**Fragmento original:**
________________
Pearl Harbor

Entretenimiento popular, de esmerada factura y muy espectacular, cuyo defecto más evidente es su falta de originalidad

Pearl Harbor (2001)

Pearl Harbor: Dramón clásico entre fuegos de artificio

Que si se hunde el Titanic de la Disney, que si el ratón Mickey lo pasa mal, que si tropezó el gigante… A muchos periodistas les encanta cargar las tintas cuando se trata de informar sobre algún traspiés de los grandes de este mundo, sobre todo si son norteamericanos y tan superpopulares como la Walt Disney Pictures. Ciertamente, es preocupante el plan de despidos -más de 4.000 empleados- y de recortes salariales -con reducciones entre un 30% y un 50%- que ha anunciado la poderosa compañía de Burbank. Y también lo es que un ejecutivo tan prestigioso y carismático como Peter Schneider abandone la empresa tras quince años de éxitos constantes. Pero resulta desproporcionado achacar todos esos males al hecho de que una película, Pearl Harbor, no haya cumplido del todo las expectativas, y sólo haya recaudado en tres semanas ¡160 millones de dólares! La realidad es que la película ya está aportando ganancias antes de finalizar su explotación en Estados Unidos y antes de arrasar fuera de allí, como ya lo está haciendo en varios países europeos. Otra cosa es que, en efecto, Pearl Harbor nunca llegará a ganar lo que ganó Titanic, y que quizá tampoco gane su pulso particular con otras películas de la competencia, como Shrek, de la DreamWorks. En cualquier caso, será uno de los contadísimos pulsos que la Disney pierda desde hace años.
________________
**Material de consulta:**
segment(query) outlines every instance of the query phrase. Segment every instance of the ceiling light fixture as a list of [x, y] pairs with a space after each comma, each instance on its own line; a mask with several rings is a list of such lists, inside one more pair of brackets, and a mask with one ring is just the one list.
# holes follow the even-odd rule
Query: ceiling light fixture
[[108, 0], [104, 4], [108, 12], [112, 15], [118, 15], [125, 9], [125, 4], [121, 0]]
________________
**Qué hacer:**
1. ¿Cuántos dólares recaudó Pearl Harbor en tres semanas, según el texto sobre Pearl Harbor?
2. Traduce al inglés esta oración del texto sobre Pearl Harbor: "La realidad es que la película ya está aportando ganancias antes de finalizar su explotación en Estados Unidos y antes de arrasar fuera de allí, como ya lo está haciendo en varios países europeos."

**Respuestas:**
1. 160 millones de dólares.

2. The reality is that the film is already turning a profit before finishing its run in the United States and before sweeping the box office abroad, as it is already doing in several European countries.